(Photo object pointing records)
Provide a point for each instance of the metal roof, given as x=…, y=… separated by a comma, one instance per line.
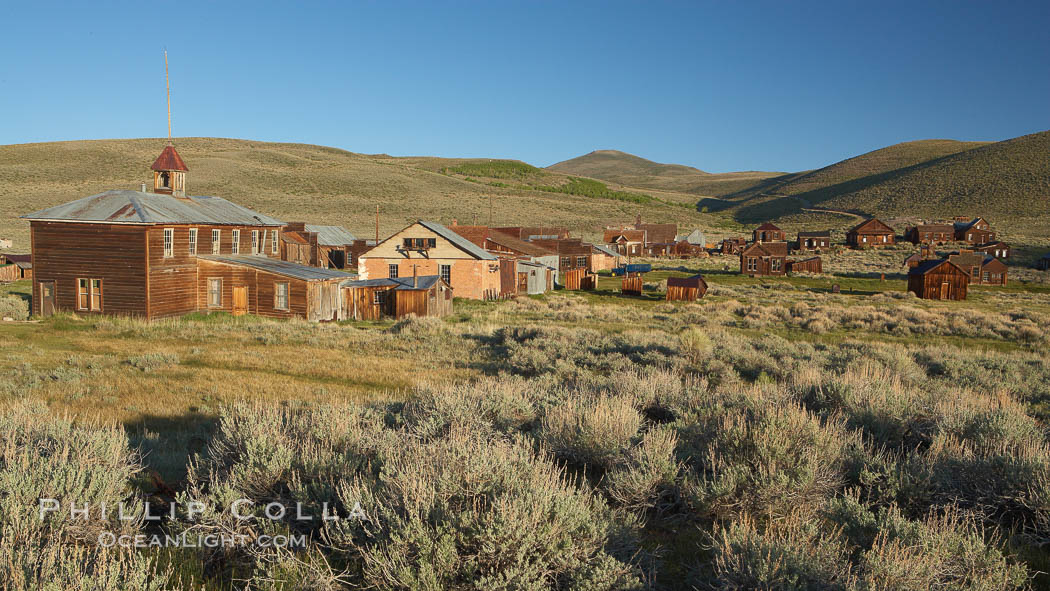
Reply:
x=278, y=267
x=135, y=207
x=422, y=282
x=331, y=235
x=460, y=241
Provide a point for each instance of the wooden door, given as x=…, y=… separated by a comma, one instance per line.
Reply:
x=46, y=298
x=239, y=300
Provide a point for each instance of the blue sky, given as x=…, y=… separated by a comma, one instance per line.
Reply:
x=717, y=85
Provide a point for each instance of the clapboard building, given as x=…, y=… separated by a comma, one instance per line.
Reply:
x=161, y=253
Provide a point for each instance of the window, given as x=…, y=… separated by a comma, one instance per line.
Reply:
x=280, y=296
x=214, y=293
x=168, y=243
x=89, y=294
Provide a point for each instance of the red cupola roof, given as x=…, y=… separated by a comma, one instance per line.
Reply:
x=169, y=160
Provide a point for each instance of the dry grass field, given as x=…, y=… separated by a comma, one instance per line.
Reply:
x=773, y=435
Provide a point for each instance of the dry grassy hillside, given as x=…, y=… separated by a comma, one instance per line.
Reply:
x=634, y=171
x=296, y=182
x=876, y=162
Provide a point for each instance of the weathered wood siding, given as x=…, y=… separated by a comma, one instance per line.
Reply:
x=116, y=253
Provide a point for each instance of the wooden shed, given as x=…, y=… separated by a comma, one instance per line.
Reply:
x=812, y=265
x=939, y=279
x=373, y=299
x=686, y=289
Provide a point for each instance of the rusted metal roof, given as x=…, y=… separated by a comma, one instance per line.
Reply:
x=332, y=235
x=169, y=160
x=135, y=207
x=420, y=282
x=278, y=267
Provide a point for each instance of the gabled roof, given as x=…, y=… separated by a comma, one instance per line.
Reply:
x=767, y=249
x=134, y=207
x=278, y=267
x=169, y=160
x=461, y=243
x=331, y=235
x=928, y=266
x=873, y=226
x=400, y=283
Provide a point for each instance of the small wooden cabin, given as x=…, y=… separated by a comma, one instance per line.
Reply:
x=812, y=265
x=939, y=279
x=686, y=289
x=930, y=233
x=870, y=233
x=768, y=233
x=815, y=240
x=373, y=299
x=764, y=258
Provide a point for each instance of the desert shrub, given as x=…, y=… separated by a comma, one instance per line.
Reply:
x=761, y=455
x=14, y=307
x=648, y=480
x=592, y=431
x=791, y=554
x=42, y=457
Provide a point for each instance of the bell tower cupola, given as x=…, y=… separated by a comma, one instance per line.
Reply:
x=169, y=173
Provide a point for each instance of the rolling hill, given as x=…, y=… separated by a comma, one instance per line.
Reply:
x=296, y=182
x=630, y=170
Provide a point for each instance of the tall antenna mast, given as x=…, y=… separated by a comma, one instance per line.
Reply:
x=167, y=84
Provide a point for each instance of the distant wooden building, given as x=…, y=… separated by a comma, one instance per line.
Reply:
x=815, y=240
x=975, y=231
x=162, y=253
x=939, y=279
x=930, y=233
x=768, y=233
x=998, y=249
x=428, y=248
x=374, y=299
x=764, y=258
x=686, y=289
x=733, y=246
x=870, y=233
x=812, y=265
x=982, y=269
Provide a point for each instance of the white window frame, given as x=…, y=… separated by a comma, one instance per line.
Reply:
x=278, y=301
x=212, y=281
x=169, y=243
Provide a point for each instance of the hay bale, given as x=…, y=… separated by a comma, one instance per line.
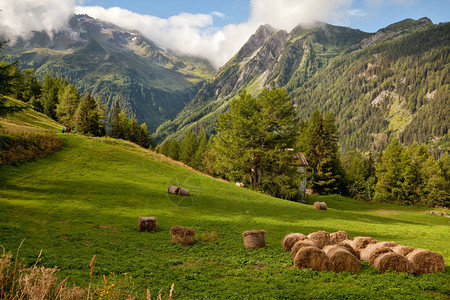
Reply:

Work to do:
Can you put the lines of the listing, from the line with "Provide a point for each instance of the tall" up to and including the final line of the listing, into a JSON list of strings, one string per line, with blank lines left out? Omit the pictures from the answer.

Answer to this exercise:
[
  "Provide a point for each instance of the tall antenna mast, given as x=…, y=… separated by a comma, one instance per line.",
  "Reply:",
  "x=167, y=84",
  "Provide a point for each instance of the distant wooden building, given as x=…, y=… separated by a comma, one instance per line.",
  "Reply:",
  "x=815, y=240",
  "x=975, y=231",
  "x=162, y=253",
  "x=939, y=279",
  "x=930, y=233",
  "x=768, y=233",
  "x=998, y=249",
  "x=428, y=248",
  "x=374, y=299",
  "x=764, y=258",
  "x=686, y=289",
  "x=733, y=246",
  "x=870, y=233",
  "x=812, y=265",
  "x=982, y=269",
  "Provide a point for each instance of the white window frame, given as x=…, y=… separated by a comma, one instance per line.",
  "Reply:",
  "x=278, y=301",
  "x=212, y=281",
  "x=169, y=243",
  "Provide a point for each instance of the hay bale, given as x=…, y=… separated by a comma, one instance per line.",
  "Reply:"
]